### PROBLEM STATEMENT:
Can you rewrite the records from the line with "Target: sweater sleeve" up to and including the line with "x=263, y=132", keeping every line and request, but shifting each x and y coordinate in the answers up by 104?

### RECORDS PROVIDED:
────

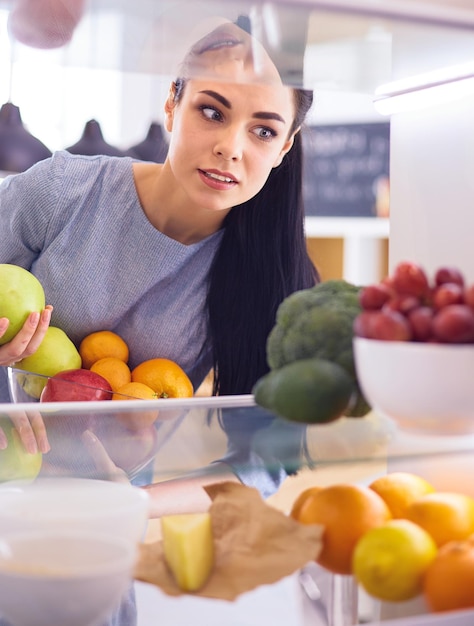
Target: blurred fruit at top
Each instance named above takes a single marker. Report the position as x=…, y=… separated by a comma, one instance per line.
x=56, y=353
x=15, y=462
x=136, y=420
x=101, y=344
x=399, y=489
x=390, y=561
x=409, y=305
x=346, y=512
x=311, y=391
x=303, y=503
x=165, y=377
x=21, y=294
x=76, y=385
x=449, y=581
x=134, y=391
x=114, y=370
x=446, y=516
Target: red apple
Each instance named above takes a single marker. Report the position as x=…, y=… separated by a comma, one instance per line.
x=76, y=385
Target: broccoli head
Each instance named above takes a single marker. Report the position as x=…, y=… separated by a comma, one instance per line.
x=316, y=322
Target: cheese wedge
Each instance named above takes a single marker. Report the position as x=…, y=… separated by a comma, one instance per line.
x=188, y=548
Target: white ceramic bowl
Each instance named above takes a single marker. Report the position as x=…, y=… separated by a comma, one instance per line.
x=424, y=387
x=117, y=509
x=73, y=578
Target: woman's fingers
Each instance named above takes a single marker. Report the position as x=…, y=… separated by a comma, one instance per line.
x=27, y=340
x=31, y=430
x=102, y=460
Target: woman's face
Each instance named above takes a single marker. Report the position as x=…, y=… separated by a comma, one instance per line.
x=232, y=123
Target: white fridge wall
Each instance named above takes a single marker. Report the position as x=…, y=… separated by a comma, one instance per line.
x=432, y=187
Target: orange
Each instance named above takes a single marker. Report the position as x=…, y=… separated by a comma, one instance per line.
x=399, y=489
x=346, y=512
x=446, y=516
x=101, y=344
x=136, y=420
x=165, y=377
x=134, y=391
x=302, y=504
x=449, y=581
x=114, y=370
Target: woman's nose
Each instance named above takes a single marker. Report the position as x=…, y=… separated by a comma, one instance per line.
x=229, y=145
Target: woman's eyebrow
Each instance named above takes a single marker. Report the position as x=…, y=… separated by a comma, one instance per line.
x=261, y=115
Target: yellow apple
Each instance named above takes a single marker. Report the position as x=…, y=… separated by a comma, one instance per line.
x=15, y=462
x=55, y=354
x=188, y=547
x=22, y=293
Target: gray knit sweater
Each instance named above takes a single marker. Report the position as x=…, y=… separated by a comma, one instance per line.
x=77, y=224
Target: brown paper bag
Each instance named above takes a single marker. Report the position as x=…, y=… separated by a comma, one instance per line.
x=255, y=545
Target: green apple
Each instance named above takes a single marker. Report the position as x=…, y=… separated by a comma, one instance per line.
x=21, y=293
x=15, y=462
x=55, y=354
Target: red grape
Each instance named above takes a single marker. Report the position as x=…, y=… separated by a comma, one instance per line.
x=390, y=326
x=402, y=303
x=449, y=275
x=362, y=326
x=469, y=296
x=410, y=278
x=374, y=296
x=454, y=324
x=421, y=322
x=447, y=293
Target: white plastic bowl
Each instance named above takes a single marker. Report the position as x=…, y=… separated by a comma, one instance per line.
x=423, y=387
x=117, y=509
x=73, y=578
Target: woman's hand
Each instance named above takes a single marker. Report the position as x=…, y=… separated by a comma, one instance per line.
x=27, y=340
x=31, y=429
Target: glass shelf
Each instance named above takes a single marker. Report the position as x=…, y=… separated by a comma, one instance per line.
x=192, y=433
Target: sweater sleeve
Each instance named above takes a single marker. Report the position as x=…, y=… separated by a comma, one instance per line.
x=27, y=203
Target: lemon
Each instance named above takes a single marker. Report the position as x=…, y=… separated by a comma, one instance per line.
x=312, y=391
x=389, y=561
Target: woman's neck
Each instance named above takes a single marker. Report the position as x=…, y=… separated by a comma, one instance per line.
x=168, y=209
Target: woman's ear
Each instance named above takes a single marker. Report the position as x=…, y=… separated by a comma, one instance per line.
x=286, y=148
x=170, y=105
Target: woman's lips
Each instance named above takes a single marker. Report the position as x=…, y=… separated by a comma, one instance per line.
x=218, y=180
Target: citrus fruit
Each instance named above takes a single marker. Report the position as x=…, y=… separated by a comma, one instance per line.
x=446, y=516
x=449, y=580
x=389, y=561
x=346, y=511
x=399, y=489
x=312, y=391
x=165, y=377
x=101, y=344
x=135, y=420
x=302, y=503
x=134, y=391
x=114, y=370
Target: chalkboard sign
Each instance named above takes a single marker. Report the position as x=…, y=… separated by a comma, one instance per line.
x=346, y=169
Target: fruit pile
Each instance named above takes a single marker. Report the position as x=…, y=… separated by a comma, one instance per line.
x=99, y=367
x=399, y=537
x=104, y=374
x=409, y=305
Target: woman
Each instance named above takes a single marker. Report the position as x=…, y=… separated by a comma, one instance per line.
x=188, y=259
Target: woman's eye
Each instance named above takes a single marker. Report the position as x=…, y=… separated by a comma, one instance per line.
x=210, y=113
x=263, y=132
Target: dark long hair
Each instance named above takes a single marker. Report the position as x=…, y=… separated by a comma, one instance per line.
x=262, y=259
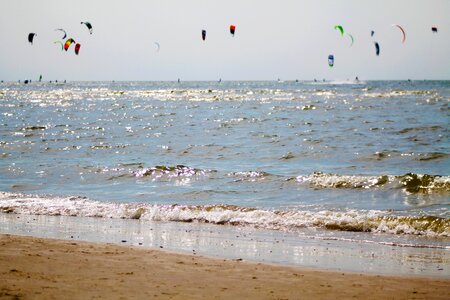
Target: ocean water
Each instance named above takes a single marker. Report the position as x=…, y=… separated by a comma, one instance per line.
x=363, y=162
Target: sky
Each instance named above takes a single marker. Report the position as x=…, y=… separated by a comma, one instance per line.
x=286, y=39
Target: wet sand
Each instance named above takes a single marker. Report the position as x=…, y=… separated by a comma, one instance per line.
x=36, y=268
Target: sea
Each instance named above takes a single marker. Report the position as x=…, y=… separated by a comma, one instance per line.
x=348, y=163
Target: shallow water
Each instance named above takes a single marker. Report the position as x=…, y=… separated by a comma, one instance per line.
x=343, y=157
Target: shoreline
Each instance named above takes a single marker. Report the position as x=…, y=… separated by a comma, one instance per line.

────

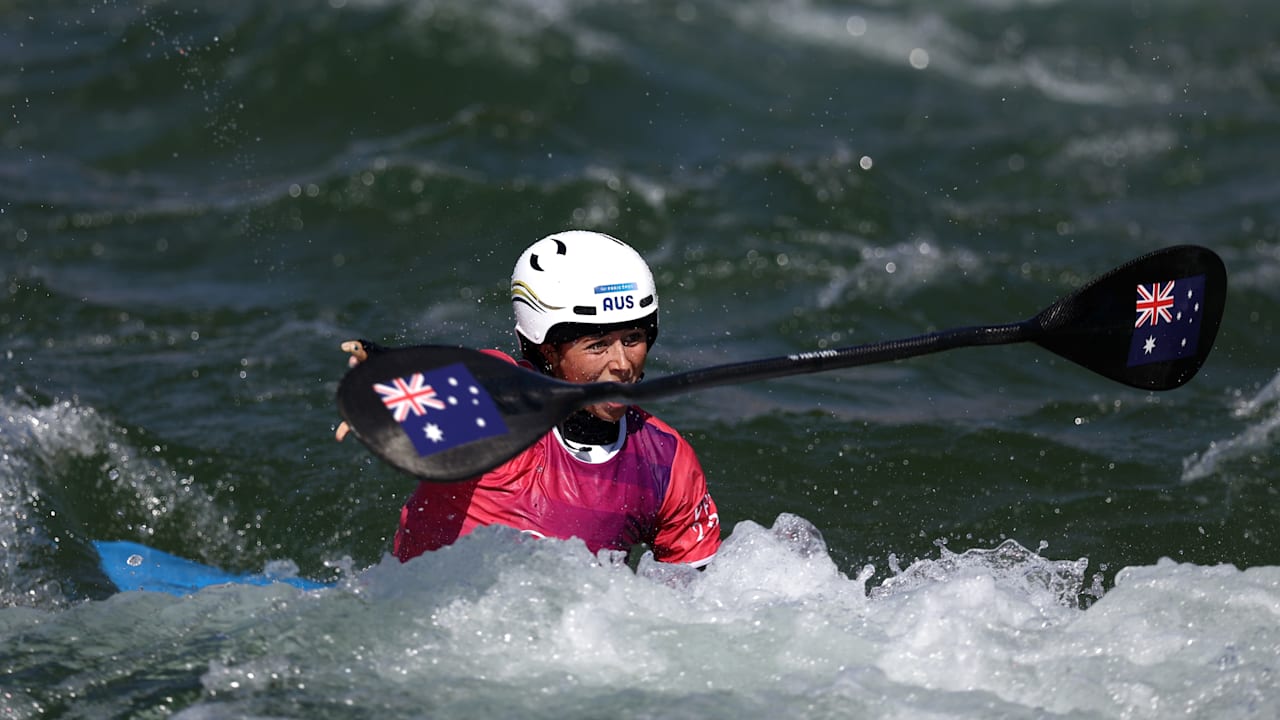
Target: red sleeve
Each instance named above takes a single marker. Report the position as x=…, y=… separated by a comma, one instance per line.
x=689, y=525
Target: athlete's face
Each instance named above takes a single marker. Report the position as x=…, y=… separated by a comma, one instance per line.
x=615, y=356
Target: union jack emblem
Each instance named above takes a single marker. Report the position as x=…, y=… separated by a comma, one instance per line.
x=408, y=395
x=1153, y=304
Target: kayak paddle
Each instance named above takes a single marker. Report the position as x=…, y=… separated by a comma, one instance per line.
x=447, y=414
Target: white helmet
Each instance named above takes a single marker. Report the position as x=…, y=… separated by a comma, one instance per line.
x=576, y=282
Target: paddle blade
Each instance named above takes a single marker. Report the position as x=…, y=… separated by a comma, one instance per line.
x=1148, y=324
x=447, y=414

────

### COMPLETE OUTPUT:
Target: sweater sleeve
Each instance named above takes a single marker. Report the position as x=…, y=… separated by a comma, one instance per line.
x=131, y=307
Target: lemon
Each instance named above takes a single marker. Report the position as x=…, y=… separated by a comma, one instance per line.
x=416, y=495
x=493, y=665
Target: woman's neck
Each instance named above takes a single marker. Report the position as x=…, y=… separated by a comma, one instance per line.
x=272, y=313
Target: woman's ear
Each instance named above takes a single marker. Report the position as x=…, y=… separated by a comma, one instance per line.
x=390, y=252
x=274, y=209
Target: woman's lips
Each instance named above takes a single marker. Report the position as x=…, y=… separated by a comma, one instance per line.
x=322, y=284
Target: citrus fruit
Each instance named above takes a single marker. Report the position as x=…, y=… separated by a comma, one instance per line.
x=550, y=620
x=553, y=684
x=493, y=665
x=450, y=615
x=503, y=593
x=416, y=495
x=269, y=481
x=205, y=448
x=239, y=524
x=406, y=607
x=238, y=495
x=218, y=474
Target: chalkboard sign
Each instance named above takes a single marker. Report the position as x=…, y=… separated by a comma, one instance per line.
x=450, y=273
Target: fruit pile
Each instance named above takes a single marker. Report the position as x=…, y=… separated by a comma, one instance per line.
x=203, y=471
x=503, y=641
x=208, y=478
x=513, y=409
Target: woman
Each instance named above takes a single marker. Report the position as x=…, y=… separated by a comma, one instance per line.
x=292, y=363
Target: woman's eye
Each instance named above takes a single marker. Report the position as x=…, y=… separated by a comma, one instance per line.
x=314, y=217
x=367, y=236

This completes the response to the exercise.